__Given task a__. Pick out every line of the records that contains the string "item", matching case exactly, and copy each one.

------ Text block

]> git.ipfire.org Git - thirdparty/postgresql.git/commitdiff
Amend recent fix for SIMILAR TO regex conversion.
authorTom Lane <tgl@sss.pgh.pa.us>
Sat, 13 Sep 2025 20:55:51 +0000 (16:55 -0400)
committerTom Lane <tgl@sss.pgh.pa.us>
Sat, 13 Sep 2025 20:55:51 +0000 (16:55 -0400)
Commit e3ffc3e91 fixed the translation of character classes in
SIMILAR TO regular expressions.  Unfortunately the fix broke a corner
case: if there is an escape character right after the opening bracket
(for example in "[\q]"), a closing bracket right after the escape
sequence would not be seen as closing the character class.

There were two more oversights: a backslash or a nested opening bracket
right at the beginning of a character class should remove the special
meaning from any following caret or closing bracket.

This bug suggests that this code needs to be more readable, so also
rename the variables "charclass_depth" and "charclass_start" to
something more meaningful, rewrite an "if" cascade to be more
consistent, and improve the commentary.

Reported-by: Dominique Devienne <ddevienne@gmail.com>
Reported-by: Stephan Springl <springl-psql@bfw-online.de>
Author: Laurenz Albe <laurenz.albe@cybertec.at>
Reviewed-by: Tom Lane <tgl@sss.pgh.pa.us>
Discussion: https://postgr.es/m/CAFCRh-8NwJd0jq6P=R3qhHyqU7hw0BTor3W0SvUcii24et+zAw@mail.gmail.com
Backpatch-through: 13

src/backend/utils/adt/regexp.c
src/test/regress/expected/strings.out
src/test/regress/sql/strings.sql

index 24058a4bc93790c16f475eb6987dabe0fe7d8a67..4d2ea4848fbdc979d04bc27b3ee2cdb3446385b0 100644 (file)
@@ -674,10 +674,8 @@ similar_escape_internal(text *pat_text, text *esc_text)
                                elen;
        bool            afterescape = false;
        int                     nquotes = 0;
-       int                     charclass_depth = 0;    /* Nesting level of character classes,
-                                                                                * encompassed by square brackets */
-       int                     charclass_start = 0;    /* State of the character class start,
-                                                                                * for carets */
+       int                     bracket_depth = 0;      /* square bracket nesting level */
+       int                     charclass_pos = 0;      /* position inside a character class */
 
        p = VARDATA_ANY(pat_text);
        plen = VARSIZE_ANY_EXHDR(pat_text);
@@ -736,6 +734,17 @@ similar_escape_internal(text *pat_text, text *esc_text)

------------

__Given task b__. Continue the commit page above about the SIMILAR TO regex fix from the point where it stops.

------ Material supplied

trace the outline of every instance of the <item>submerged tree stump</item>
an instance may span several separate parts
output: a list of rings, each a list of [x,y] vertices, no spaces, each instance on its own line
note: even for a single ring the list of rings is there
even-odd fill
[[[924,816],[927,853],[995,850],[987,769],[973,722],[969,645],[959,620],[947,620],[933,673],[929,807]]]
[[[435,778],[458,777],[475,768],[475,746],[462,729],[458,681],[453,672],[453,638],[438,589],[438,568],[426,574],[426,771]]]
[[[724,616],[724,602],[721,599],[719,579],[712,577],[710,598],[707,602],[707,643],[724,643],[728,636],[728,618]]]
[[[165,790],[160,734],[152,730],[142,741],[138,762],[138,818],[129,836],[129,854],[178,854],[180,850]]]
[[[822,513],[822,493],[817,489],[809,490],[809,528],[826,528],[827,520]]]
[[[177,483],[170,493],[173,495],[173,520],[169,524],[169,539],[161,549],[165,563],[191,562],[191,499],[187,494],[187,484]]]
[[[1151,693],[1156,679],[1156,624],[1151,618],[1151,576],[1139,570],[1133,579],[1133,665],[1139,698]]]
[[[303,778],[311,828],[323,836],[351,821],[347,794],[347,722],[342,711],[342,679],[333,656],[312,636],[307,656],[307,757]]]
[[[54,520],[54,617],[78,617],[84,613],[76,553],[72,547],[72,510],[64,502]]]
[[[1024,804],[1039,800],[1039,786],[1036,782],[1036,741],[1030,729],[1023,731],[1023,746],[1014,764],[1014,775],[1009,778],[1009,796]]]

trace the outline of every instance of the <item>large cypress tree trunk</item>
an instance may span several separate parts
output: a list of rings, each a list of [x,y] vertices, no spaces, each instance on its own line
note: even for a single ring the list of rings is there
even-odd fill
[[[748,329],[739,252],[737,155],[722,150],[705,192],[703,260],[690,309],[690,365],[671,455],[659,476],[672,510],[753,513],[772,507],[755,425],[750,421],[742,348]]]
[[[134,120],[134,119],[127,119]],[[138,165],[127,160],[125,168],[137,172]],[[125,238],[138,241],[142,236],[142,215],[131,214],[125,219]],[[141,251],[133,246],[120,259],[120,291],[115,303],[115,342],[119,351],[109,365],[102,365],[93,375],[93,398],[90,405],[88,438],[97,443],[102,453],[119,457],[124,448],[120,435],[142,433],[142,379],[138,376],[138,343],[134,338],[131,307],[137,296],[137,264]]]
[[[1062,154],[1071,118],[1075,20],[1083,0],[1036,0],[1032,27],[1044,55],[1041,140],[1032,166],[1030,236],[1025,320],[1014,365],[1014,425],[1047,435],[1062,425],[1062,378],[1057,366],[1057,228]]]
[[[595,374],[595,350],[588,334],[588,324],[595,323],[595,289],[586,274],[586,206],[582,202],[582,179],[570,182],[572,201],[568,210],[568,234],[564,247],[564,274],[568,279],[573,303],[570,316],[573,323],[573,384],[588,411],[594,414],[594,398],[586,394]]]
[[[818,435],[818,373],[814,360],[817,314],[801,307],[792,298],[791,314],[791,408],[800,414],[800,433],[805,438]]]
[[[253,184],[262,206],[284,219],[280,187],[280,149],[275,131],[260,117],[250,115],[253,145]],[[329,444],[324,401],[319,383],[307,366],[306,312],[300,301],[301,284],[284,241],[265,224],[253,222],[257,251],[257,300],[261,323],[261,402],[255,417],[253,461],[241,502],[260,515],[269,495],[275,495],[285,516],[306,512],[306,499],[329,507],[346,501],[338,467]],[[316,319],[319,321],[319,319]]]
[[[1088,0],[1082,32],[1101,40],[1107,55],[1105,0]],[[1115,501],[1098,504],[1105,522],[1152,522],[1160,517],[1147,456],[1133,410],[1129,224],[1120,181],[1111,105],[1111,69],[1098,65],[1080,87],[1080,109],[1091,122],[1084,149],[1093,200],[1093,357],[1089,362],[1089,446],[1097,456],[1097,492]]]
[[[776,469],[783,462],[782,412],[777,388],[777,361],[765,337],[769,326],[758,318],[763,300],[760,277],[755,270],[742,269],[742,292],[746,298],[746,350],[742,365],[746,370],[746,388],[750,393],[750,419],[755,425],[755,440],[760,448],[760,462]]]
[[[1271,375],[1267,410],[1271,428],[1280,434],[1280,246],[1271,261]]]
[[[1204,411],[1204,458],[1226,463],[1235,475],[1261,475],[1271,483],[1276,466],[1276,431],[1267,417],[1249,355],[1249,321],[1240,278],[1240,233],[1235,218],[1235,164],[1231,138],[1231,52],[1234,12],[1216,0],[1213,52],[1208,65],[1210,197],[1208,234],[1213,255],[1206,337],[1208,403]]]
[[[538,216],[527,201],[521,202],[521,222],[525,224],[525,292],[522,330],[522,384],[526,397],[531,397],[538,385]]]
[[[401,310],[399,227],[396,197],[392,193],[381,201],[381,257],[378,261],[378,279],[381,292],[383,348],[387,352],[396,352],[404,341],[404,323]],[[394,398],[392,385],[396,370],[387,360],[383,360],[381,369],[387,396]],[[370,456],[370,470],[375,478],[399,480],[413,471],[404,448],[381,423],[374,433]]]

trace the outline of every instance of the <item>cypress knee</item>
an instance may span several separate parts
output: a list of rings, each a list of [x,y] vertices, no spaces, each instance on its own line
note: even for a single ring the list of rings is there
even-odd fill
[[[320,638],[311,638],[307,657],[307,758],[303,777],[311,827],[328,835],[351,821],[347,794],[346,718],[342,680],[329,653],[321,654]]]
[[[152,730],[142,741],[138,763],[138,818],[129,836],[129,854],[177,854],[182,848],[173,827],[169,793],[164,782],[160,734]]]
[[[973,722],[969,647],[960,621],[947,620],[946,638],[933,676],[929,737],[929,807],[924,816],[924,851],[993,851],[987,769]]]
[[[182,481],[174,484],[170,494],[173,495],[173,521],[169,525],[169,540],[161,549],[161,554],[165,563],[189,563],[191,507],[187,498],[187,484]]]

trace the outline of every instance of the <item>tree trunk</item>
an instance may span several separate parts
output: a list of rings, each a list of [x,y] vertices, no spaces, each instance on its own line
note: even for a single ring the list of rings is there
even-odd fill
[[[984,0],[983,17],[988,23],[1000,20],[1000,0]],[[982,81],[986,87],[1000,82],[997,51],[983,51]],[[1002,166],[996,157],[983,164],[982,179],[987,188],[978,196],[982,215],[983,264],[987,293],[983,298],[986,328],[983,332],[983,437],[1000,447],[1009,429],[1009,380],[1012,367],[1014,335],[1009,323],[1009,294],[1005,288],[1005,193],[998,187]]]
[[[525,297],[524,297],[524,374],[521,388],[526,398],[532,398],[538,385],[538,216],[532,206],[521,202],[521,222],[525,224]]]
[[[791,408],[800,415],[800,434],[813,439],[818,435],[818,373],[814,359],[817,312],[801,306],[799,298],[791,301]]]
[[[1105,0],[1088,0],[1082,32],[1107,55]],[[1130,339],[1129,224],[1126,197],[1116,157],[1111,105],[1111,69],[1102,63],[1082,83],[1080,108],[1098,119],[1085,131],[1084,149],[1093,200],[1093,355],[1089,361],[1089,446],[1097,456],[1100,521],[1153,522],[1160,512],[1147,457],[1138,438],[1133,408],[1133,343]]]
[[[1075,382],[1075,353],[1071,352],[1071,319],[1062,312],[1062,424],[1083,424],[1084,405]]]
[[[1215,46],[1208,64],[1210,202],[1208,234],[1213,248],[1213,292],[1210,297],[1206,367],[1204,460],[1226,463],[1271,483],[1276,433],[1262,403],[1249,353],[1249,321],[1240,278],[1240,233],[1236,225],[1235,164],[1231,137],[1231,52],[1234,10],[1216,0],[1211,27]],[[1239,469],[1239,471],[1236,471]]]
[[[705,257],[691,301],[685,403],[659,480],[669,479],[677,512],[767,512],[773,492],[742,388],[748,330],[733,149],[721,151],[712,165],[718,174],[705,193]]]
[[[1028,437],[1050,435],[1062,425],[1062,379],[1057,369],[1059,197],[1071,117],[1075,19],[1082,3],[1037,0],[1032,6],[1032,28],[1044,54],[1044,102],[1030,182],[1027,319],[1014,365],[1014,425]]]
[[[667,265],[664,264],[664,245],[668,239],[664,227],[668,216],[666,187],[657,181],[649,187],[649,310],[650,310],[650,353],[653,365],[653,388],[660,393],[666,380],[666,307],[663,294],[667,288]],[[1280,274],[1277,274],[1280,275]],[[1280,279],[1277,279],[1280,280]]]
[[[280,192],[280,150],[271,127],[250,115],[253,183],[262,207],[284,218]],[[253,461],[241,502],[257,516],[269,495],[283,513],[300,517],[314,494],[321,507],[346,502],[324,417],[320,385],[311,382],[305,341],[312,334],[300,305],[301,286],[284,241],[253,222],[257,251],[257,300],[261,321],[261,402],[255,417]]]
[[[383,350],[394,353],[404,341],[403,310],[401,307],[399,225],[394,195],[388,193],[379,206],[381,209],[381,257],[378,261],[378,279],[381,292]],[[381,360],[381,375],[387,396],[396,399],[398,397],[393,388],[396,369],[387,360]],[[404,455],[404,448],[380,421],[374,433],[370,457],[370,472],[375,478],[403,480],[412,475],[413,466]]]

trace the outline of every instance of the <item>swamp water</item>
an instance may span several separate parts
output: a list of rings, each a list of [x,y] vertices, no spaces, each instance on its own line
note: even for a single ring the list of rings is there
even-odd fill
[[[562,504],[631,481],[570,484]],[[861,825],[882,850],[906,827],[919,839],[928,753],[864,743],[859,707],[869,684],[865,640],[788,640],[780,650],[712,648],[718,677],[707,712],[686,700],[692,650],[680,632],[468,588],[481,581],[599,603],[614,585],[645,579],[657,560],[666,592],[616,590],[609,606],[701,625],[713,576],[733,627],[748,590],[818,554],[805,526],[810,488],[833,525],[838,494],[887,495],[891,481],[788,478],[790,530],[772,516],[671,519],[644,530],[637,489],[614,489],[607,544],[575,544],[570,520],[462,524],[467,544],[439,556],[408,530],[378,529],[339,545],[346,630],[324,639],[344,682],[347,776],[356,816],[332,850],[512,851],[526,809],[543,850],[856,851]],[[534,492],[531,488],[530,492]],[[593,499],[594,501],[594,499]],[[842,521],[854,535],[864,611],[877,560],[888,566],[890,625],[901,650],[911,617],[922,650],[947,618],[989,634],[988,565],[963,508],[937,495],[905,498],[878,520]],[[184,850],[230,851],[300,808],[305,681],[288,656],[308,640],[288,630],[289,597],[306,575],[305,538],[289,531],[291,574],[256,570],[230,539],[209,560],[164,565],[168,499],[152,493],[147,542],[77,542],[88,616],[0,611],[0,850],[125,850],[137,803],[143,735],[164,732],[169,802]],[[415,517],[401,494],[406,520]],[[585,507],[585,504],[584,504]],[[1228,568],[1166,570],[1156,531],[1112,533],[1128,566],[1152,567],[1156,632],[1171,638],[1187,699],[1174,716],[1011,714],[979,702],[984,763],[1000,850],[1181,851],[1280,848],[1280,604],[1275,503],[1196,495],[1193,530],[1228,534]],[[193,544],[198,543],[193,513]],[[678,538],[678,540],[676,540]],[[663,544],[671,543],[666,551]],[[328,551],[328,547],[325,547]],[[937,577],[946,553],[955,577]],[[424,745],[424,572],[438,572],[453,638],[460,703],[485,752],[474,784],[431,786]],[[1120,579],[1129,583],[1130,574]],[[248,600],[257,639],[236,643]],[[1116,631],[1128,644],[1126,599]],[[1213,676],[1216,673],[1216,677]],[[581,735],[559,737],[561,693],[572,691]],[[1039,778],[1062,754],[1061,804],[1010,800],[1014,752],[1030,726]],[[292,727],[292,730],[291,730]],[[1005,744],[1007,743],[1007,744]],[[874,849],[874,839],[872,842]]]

------------

__Final result a__.
trace the outline of every instance of the <item>submerged tree stump</item>
trace the outline of every instance of the <item>large cypress tree trunk</item>
trace the outline of every instance of the <item>cypress knee</item>
trace the outline of every instance of the <item>tree trunk</item>
trace the outline of every instance of the <item>swamp water</item>

__Final result b__.
         * the relevant part separators in the above expansion.  If the result
         * of this function is used in a plain regexp match (SIMILAR TO), the
         * escape-double-quotes have no effect on the match behavior.
+        *
+        * While we don't fully validate character classes (bracket expressions),
+        * we do need to parse them well enough to know where they end.
+        * "charclass_pos" tracks where we are in a character class.
+        * Its value is uninteresting when bracket_depth is 0.
+        * But when bracket_depth > 0, it will be
+        *   1: right after the opening '[' (a following '^' will negate
+        *      the class, while ']' is a literal character)
+        *   2: right after a '^' after the opening '[' (']' is still a literal
+        *      character)
+        *   3 or more: further inside the character class (']' ends the class)
         *----------
         */
 
@@ -807,7 +816,7 @@ similar_escape_internal(text *pat_text, text *esc_text)
                /* fast path */
                if (afterescape)
                {
-                       if (pchar == '"' && charclass_depth < 1)        /* escape-double-quote? */
+                       if (pchar == '"' && bracket_depth < 1)  /* escape-double-quote? */
                        {
                                /* emit appropriate part separator, per notes above */
                                if (nquotes == 0)
@@ -848,6 +857,12 @@ similar_escape_internal(text *pat_text, text *esc_text)
                                 */
                                *r++ = '\\';
                                *r++ = pchar;
+
+                               /*
+                                * If we encounter an escaped character in a character class,
+                                * we are no longer at the beginning.
+                                */
+                               charclass_pos = 3;
                        }
                        afterescape = false;
                }
@@ -856,41 +871,69 @@ similar_escape_internal(text *pat_text, text *esc_text)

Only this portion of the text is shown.